§ **Location labeling records**:
[Begin]

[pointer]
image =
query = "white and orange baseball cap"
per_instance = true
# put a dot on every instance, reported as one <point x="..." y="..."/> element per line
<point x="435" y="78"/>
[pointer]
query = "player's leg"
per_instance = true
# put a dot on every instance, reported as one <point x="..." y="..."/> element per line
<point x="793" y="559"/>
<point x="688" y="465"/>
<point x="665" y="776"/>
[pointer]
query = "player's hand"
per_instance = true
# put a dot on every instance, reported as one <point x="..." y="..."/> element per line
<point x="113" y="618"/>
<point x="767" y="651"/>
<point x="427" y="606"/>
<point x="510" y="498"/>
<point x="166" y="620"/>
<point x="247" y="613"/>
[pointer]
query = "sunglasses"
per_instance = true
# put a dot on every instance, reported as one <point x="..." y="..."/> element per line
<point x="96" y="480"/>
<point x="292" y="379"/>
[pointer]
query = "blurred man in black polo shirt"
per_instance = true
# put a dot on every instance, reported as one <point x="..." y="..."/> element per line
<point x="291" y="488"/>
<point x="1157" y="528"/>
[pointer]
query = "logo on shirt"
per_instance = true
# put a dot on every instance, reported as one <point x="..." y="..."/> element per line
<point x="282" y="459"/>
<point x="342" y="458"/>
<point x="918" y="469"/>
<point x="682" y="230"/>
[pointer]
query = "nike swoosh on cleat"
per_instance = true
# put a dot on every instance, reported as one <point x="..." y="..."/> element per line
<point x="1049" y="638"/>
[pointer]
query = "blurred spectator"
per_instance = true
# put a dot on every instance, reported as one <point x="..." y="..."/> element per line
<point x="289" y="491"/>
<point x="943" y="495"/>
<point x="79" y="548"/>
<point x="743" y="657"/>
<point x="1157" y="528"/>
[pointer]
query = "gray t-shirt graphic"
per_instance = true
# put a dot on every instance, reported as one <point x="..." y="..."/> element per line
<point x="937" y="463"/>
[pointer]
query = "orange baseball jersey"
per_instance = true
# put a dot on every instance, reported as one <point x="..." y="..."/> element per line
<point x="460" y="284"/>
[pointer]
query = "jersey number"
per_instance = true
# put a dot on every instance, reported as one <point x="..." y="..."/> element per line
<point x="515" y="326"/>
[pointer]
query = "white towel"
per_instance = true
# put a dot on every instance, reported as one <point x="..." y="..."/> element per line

[End]

§ **YOUR GOAL**:
Transcribe all of the lines in the records precisely.

§ **EXERCISE RESPONSE**:
[pointer]
image =
query = "white and orange baseball cap"
per_instance = true
# put a dot on every instance, reported as one <point x="..." y="..."/> element per line
<point x="435" y="78"/>
[pointer]
query = "player's leg"
per_instance = true
# put a dot on every instance, reported as one <point x="..." y="..."/> element per line
<point x="793" y="559"/>
<point x="688" y="465"/>
<point x="665" y="776"/>
[pointer]
query = "player's hand"
per_instance = true
# put a dot on every instance, reported as one <point x="..." y="..."/> element per line
<point x="113" y="618"/>
<point x="767" y="651"/>
<point x="427" y="606"/>
<point x="510" y="498"/>
<point x="166" y="620"/>
<point x="247" y="613"/>
[pointer]
query = "sunglasses"
per_instance = true
# put a dot on every instance, reported as one <point x="..." y="..."/> element per line
<point x="96" y="480"/>
<point x="292" y="379"/>
[pointer]
query = "blurred man in black polo shirt"
per_instance = true
# put a dot on every instance, reported as one <point x="..." y="..."/> element per line
<point x="291" y="488"/>
<point x="1157" y="528"/>
[pointer]
query = "logo on shirt"
per_instance = true
# put a dot on every instance, reported as one <point x="..." y="..."/> element per line
<point x="282" y="459"/>
<point x="342" y="458"/>
<point x="918" y="469"/>
<point x="682" y="230"/>
[pointer]
query = "nike swoosh on cleat"
per_instance = true
# put a dot on every instance, reported as one <point x="..." y="..."/> element per line
<point x="1049" y="638"/>
[pointer]
query = "blurred spectator"
per_instance = true
# put a dot on every instance, reported as one <point x="..." y="..."/> element per line
<point x="289" y="491"/>
<point x="943" y="495"/>
<point x="79" y="548"/>
<point x="743" y="657"/>
<point x="1157" y="528"/>
[pointer]
query = "gray t-shirt graphic"
per_instance = true
# put a dot on every instance, reported as one <point x="..." y="..."/> element per line
<point x="937" y="463"/>
[pointer]
query = "orange baseball jersey"
per_instance = true
# put a dot on every instance, reported as one <point x="..." y="..."/> element per line
<point x="460" y="284"/>
[pointer]
query = "jersey number"
per_instance = true
# put a dot on every instance, reported as one <point x="..." y="..."/> element per line
<point x="515" y="326"/>
[pointer]
query = "white towel"
per_instance = true
# put a dot on every instance, reported as one <point x="..." y="..."/> element per line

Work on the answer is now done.